# Duda con el puente en H para control de motor DC



## lu2is (Ene 18, 2009)

Hola que tal.

Miren, quiero controlar un motor DC de 3V y 200mA.
Para esto pienso armar un puente en H como el que se muestra en esta pagina: 
http://robots-argentina.com.ar/MotorCC_PuenteH.htm

En el diagrama de dicha pagina aparecen 6 transistores, 4 resistencias y 4 diodos como componentes del puente.
Mi duda es sobre si realmente se ocupan conectar los 4 diodos o no. En esa pagina aparece la explicacion de las 2 fases del puente (cuando el motor avanza y cuando retrocede). En ambas explicaciones no parecen utilizarse ninguno de los 4 diodos.

Porfavor pasen por la pagina y a ver si pueden aclarar mi duda.
Gracias y salu2.


----------



## Fogonazo (Ene 18, 2009)

Los diodos son la protección de los transistores contra los picos de tensión que puedan generar el motor.
Tienen un funcionamiento "Activo" solo ante los pulsos de tensión inversa que genera el motor al momento de apagado del mismo, colocarlos es una practica habitual para el manejo de cargas inductivas (Motores, solenoides, transformadores, Etc)


----------



## Romyggar (Ene 18, 2009)

el puente de diodos funciona "casi"como rectificador de onda completa, en toería, - sin mis oxidados conocimientos teóricos no me fallan, -  los diodos garantizan que  las corrientes vayan en las direciiones deseadas.

en la practica hé usado Puentes H y nunca hé necesitado diodos para hacer funcionar el circuito. además los Q1 y Q6 nunca los implementé, simplemente las bases de los otros transistores las conecté a las líneas digitales  que controlan el puente H con resistencias de 470Ohm. me funcionó de maravilla.

espero que te sirva mi respuesta!


----------



## Fogonazo (Ene 18, 2009)

romyggar dijo:
			
		

> el puente de diodos funciona "casi"como rectificador de onda completa, en toería, - sin mis oxidados conocimientos teóricos no me fallan.......


Fíjate que todos los diodos están polarizados en opuesto, *no conducen*.
La configuración "Parece" un puente rectificador pero esa no es la función.
Cada diodo esta en paralelo con la juntura colector-emisor de cada transistor pero en oposición para absorber los picos negativos de tensión que pudiera generar el motor.


----------



## Romyggar (Ene 18, 2009)

ups! jejeje creo que estar pegado casi un día al computador me está afectando la vista!, bueno fogonazo, gracias por el jalón de orejas! jejeje


----------



## fernandoae (Ene 19, 2009)

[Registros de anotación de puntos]
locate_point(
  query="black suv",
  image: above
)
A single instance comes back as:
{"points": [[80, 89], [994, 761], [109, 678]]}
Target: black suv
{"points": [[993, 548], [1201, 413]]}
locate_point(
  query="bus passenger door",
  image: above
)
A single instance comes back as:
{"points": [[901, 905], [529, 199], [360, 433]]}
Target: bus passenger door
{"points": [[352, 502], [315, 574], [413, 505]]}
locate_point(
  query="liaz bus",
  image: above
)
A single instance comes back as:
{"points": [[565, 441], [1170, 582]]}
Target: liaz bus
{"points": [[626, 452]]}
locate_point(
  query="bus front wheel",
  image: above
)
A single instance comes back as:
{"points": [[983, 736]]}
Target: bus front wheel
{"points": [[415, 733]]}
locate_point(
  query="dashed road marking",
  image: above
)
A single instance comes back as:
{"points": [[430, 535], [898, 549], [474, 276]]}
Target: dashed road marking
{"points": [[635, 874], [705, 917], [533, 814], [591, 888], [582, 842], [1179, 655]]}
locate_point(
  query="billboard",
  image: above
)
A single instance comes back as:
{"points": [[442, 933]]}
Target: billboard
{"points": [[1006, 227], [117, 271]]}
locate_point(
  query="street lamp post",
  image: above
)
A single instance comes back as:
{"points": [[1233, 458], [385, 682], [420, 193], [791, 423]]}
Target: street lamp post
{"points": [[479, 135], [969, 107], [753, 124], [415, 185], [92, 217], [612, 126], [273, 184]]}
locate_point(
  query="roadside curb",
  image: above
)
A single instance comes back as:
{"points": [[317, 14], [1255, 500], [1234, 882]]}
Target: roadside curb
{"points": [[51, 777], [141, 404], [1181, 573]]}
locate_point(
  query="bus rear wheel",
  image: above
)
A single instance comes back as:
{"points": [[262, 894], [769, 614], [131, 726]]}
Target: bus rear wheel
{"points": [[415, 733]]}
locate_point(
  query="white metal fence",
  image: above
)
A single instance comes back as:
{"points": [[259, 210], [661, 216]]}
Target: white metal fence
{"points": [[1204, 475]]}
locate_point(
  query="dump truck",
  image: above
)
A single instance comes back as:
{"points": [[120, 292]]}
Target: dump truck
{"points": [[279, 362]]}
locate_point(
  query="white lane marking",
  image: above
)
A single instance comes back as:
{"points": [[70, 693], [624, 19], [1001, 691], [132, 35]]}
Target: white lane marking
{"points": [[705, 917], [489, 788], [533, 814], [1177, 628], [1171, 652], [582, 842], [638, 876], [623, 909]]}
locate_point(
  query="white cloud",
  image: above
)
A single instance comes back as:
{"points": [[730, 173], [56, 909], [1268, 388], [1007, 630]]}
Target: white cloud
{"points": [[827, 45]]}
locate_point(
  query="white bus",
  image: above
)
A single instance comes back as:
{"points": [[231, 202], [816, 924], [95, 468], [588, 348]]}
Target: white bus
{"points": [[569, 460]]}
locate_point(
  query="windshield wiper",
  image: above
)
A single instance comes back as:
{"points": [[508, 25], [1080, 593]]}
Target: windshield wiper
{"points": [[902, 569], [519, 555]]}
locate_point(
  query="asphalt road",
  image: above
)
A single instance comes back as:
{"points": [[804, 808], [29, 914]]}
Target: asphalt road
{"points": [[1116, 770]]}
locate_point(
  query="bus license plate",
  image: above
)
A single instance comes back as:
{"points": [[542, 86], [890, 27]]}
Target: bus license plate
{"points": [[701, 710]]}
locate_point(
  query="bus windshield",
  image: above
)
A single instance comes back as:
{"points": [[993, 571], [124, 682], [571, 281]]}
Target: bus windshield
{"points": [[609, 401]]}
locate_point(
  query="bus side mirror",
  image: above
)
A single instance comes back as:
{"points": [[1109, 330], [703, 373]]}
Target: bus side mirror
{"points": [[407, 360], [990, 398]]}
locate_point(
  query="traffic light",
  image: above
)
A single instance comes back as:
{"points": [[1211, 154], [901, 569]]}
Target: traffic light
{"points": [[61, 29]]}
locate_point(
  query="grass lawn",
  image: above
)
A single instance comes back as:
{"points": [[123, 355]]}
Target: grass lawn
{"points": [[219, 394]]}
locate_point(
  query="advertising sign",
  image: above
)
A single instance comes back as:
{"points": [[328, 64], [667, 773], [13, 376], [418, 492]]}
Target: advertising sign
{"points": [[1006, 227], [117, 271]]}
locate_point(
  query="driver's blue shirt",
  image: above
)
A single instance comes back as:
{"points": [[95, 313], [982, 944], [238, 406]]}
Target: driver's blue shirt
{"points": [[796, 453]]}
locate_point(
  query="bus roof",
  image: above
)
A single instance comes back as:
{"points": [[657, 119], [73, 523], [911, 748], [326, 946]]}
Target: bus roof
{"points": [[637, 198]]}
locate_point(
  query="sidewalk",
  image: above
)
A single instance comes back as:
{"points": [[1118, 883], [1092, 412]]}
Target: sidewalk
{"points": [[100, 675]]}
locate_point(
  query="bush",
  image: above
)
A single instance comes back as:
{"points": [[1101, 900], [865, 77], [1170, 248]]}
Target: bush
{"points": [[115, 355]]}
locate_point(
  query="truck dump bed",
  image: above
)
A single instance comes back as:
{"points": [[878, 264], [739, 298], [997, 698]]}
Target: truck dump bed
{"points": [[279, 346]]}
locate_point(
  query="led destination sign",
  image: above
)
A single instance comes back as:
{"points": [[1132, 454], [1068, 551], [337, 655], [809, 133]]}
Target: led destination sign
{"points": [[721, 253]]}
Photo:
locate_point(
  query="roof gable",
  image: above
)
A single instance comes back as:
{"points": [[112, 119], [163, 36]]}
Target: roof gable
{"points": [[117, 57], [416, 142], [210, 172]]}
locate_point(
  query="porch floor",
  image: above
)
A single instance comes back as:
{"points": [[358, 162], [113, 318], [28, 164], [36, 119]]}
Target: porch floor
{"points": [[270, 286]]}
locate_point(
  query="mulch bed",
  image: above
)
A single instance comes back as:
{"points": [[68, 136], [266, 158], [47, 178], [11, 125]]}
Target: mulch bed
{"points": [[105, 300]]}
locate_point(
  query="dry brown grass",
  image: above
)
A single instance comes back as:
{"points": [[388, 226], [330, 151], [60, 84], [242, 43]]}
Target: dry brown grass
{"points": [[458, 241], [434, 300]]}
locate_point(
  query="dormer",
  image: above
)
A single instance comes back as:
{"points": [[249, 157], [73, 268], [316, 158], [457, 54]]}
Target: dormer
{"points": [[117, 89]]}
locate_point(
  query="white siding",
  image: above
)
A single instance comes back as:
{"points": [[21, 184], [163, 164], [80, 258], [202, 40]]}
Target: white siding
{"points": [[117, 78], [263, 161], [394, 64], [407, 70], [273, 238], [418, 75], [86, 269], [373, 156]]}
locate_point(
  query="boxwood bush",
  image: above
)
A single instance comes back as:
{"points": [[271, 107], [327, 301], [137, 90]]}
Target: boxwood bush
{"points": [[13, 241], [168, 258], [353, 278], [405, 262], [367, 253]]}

*Objetivo de la tarea*
Responde estas preguntas sobre el hilo del puente en H:
1. ¿Qué tensión y qué corriente tiene el motor DC que se quiere controlar?
2. Según Fogonazo, ¿con qué juntura de cada transistor está en paralelo cada diodo?
3. ¿De qué valor eran las resistencias con las que Romyggar conectó las bases de los transistores a las líneas digitales?

*Respuesta*
1. El motor es de 3 V y 200 mA.
2. Cada diodo está en paralelo con la juntura colector-emisor de su transistor.
3. Las resistencias eran de 470 ohm.